►

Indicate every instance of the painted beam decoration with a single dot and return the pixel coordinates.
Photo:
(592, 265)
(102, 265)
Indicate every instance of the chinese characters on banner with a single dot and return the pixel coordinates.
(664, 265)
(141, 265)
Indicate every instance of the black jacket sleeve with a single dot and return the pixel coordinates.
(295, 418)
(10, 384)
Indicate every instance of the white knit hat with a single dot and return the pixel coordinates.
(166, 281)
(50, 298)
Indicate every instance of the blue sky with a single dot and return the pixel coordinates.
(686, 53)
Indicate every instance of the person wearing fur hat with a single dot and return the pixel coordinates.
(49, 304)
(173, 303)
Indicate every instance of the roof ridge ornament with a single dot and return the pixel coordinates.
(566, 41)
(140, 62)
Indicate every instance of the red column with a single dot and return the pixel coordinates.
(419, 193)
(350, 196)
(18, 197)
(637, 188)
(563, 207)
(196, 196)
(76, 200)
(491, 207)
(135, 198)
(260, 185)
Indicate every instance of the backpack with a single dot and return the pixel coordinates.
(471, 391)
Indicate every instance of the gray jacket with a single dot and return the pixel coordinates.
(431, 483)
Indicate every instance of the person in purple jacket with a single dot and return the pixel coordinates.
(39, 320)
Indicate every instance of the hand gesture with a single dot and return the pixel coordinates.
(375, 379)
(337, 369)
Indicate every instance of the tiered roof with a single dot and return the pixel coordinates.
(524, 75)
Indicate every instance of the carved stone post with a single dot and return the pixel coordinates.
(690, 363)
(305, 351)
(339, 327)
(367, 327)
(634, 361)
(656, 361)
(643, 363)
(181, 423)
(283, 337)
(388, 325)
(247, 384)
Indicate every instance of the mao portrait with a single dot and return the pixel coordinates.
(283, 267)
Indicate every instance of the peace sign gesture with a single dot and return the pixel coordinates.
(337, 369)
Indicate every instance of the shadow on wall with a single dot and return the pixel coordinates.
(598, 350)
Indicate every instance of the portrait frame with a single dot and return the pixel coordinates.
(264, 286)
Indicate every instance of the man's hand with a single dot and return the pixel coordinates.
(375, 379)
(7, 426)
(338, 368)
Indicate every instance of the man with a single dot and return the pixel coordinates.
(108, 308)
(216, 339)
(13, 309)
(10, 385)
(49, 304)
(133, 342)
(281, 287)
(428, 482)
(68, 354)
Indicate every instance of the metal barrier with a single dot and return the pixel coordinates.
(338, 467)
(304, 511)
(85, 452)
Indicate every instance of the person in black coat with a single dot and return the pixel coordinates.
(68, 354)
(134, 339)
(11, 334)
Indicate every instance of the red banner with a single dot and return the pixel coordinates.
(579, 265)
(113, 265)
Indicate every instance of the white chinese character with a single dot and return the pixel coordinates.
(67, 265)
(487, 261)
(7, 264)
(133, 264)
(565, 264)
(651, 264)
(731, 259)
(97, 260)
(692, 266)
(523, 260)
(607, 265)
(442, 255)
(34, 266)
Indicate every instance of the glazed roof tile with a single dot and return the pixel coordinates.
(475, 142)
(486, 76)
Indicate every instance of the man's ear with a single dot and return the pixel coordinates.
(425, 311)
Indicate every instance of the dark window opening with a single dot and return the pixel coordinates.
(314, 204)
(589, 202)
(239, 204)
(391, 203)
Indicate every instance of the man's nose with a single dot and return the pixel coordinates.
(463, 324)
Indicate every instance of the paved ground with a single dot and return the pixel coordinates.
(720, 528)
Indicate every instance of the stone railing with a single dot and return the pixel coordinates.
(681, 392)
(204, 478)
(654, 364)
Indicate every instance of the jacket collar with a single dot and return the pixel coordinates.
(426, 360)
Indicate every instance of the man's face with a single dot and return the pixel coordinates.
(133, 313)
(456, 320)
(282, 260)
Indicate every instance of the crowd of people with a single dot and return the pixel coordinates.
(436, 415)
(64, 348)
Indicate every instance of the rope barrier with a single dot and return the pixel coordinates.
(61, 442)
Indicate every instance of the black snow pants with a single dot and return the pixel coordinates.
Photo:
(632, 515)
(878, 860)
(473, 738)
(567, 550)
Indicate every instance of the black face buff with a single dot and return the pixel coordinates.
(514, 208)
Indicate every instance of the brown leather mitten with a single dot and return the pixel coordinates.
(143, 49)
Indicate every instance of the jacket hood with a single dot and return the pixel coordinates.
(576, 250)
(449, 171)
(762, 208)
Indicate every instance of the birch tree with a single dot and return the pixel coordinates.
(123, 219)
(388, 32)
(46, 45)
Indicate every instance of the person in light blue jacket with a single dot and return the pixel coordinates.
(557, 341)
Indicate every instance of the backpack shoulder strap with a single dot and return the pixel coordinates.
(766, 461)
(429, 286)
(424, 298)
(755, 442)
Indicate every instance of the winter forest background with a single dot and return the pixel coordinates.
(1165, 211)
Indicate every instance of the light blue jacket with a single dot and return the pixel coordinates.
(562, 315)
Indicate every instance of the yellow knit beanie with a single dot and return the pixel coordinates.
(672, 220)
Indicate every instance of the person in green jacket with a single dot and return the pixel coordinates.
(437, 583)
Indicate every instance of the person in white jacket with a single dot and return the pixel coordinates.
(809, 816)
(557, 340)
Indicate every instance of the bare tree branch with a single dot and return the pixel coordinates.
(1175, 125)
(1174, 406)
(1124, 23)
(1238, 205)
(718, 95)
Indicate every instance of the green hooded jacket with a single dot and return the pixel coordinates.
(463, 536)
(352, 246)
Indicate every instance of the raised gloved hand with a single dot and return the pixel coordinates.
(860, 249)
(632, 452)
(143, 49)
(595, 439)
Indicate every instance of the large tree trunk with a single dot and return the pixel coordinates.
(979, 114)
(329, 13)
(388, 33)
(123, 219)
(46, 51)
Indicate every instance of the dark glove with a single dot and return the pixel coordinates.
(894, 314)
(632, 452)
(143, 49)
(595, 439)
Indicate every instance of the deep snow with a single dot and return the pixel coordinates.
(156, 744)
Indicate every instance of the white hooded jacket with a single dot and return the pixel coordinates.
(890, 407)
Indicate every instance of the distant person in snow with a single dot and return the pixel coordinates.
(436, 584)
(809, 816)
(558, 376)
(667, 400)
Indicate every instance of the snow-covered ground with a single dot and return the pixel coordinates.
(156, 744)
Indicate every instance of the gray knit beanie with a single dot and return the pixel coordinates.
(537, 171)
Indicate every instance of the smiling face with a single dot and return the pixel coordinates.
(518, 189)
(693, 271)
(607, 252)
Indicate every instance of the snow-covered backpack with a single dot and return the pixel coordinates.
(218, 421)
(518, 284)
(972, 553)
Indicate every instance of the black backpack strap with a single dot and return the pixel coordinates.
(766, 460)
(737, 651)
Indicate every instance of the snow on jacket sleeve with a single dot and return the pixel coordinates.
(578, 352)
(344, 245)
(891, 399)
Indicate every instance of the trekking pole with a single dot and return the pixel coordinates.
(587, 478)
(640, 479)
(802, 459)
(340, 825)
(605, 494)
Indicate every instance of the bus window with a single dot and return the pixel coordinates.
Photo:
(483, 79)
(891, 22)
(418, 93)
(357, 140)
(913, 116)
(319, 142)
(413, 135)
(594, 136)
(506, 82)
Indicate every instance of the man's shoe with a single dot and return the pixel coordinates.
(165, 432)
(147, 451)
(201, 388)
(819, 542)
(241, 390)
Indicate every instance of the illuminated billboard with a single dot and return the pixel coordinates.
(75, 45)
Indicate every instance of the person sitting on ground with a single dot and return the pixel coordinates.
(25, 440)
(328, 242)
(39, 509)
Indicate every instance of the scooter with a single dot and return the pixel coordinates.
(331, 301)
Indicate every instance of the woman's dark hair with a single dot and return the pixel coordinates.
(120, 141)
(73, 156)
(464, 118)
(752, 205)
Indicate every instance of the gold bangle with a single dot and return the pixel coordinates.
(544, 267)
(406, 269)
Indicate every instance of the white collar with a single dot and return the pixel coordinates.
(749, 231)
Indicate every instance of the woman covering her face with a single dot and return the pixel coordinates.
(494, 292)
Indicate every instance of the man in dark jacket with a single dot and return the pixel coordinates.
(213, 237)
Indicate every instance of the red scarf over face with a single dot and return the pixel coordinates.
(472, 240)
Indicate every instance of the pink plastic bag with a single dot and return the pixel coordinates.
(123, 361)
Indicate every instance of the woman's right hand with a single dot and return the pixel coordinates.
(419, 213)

◄

» **Your task**:
From the line containing "Indicate every instance of the scooter" through the last line of the entries above, print every line exactly, including both ends, and nothing else.

» **Task response**:
Indicate every instance of the scooter with a single dot and return the pixel coordinates.
(331, 301)
Indicate every instance of the woman's dark hair with a single dot and return the pixel coordinates.
(120, 141)
(73, 156)
(464, 118)
(752, 205)
Indicate every instance of the gold bangle with a single dot and return the pixel coordinates.
(544, 267)
(406, 269)
Indicate every instance of the white collar with a single dot and return the pixel coordinates.
(749, 231)
Indicate every instance of the woman covering her face with a single dot and return the pixel coordinates.
(494, 292)
Indicate every instance of the man in dark jacket with a single dot and return the pixel coordinates.
(213, 237)
Indicate every instance of the red scarf over face with a single dot and return the pixel coordinates.
(472, 240)
Indicate every instance of the pink plastic bag with a single dot and return the pixel coordinates.
(123, 361)
Indicate every instance of the woman's right hand with a single dot and return the pixel coordinates.
(419, 213)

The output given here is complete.